* BEGIN Data shown *
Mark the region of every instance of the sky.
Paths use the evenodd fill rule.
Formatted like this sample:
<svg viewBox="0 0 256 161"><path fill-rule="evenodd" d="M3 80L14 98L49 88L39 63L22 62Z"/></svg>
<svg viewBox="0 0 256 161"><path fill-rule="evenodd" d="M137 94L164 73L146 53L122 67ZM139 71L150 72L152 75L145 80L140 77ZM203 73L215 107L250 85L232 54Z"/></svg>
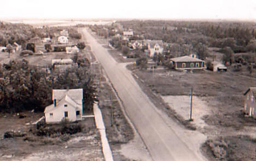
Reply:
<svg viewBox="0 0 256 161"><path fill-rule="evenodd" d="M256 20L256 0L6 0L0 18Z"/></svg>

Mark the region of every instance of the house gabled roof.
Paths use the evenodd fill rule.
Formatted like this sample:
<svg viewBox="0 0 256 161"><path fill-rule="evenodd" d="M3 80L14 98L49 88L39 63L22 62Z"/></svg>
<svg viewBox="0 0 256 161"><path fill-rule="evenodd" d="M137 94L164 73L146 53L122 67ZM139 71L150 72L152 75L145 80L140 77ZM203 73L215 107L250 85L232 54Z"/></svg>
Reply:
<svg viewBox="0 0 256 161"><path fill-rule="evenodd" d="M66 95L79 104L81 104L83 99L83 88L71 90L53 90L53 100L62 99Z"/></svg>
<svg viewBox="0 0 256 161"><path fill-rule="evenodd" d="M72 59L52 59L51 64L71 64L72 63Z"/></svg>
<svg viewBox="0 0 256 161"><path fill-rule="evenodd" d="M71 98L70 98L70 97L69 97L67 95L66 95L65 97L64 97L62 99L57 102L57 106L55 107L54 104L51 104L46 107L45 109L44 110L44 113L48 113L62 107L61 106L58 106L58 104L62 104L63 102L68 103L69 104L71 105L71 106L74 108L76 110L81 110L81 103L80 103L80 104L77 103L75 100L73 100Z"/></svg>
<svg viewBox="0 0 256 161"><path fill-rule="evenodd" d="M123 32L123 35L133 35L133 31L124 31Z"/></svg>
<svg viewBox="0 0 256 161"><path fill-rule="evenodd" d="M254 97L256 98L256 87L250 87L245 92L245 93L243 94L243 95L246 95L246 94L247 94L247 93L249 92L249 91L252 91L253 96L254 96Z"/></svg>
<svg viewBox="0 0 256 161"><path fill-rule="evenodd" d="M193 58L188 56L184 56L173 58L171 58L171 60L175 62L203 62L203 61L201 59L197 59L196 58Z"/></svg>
* END Data shown *
* BEGIN Data shown *
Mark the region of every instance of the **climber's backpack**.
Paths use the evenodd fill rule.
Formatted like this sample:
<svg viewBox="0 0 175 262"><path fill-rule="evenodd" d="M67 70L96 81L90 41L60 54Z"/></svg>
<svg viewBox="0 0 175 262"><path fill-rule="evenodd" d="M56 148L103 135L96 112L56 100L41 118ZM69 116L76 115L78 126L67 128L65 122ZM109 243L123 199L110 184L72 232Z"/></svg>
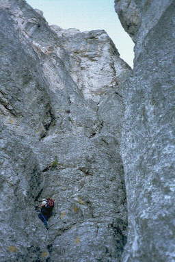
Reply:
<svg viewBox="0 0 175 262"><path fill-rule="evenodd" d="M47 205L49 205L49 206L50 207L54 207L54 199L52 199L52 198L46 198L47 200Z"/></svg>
* END Data shown *
* BEGIN Data shown *
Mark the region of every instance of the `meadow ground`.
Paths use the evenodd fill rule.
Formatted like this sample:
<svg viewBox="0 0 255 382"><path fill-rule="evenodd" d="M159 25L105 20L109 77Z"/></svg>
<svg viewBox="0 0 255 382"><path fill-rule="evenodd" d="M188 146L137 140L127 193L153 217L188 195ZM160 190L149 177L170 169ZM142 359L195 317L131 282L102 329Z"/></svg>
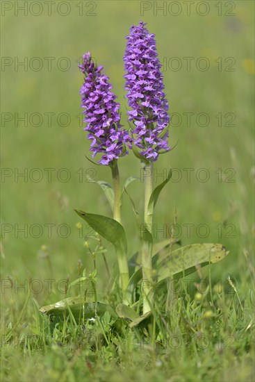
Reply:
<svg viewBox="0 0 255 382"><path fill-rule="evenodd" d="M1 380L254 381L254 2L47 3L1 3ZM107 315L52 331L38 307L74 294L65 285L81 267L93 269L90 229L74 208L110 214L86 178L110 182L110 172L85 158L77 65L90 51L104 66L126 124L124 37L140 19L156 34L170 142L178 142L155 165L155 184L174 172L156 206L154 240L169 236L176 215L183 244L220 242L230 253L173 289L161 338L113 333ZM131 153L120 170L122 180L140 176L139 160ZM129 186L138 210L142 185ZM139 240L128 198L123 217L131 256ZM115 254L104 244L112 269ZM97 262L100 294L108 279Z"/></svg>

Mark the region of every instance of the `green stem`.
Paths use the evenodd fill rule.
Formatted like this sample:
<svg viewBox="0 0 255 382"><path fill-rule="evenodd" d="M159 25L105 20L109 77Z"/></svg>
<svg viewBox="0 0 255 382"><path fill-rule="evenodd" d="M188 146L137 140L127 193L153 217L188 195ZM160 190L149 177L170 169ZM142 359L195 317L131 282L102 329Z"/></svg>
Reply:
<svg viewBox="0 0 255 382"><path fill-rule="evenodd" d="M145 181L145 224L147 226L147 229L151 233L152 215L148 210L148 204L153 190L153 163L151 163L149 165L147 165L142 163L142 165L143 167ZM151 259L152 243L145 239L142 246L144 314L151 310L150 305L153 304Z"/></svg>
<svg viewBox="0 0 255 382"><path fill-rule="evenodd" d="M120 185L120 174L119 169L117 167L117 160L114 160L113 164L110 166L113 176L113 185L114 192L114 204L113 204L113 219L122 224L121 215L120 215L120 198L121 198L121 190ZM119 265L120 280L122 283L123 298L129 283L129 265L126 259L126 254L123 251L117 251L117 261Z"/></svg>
* END Data shown *
— Exercise requirements —
Express the lines of the records as a Markdown table with the columns Num and Content, starting with the line that contains "Mark the region of every instance of the sky." and going on through the line that contains "20L256 0L6 0L0". Leave out blank lines and the pictures.

— Task answer —
| Num | Content |
|---|---|
| 1 | Mark the region of every instance of the sky. |
| 2 | Paths use the evenodd fill rule. |
| 3 | Formatted like this sample: |
| 4 | <svg viewBox="0 0 256 161"><path fill-rule="evenodd" d="M3 80L14 98L49 88L39 63L22 62Z"/></svg> |
| 5 | <svg viewBox="0 0 256 161"><path fill-rule="evenodd" d="M137 94L164 73L146 53L122 67ZM139 71L150 72L152 75L145 80L140 77ZM203 73L215 107L250 85L232 54Z"/></svg> |
| 6 | Reply: |
| 7 | <svg viewBox="0 0 256 161"><path fill-rule="evenodd" d="M256 20L256 0L6 0L0 18Z"/></svg> |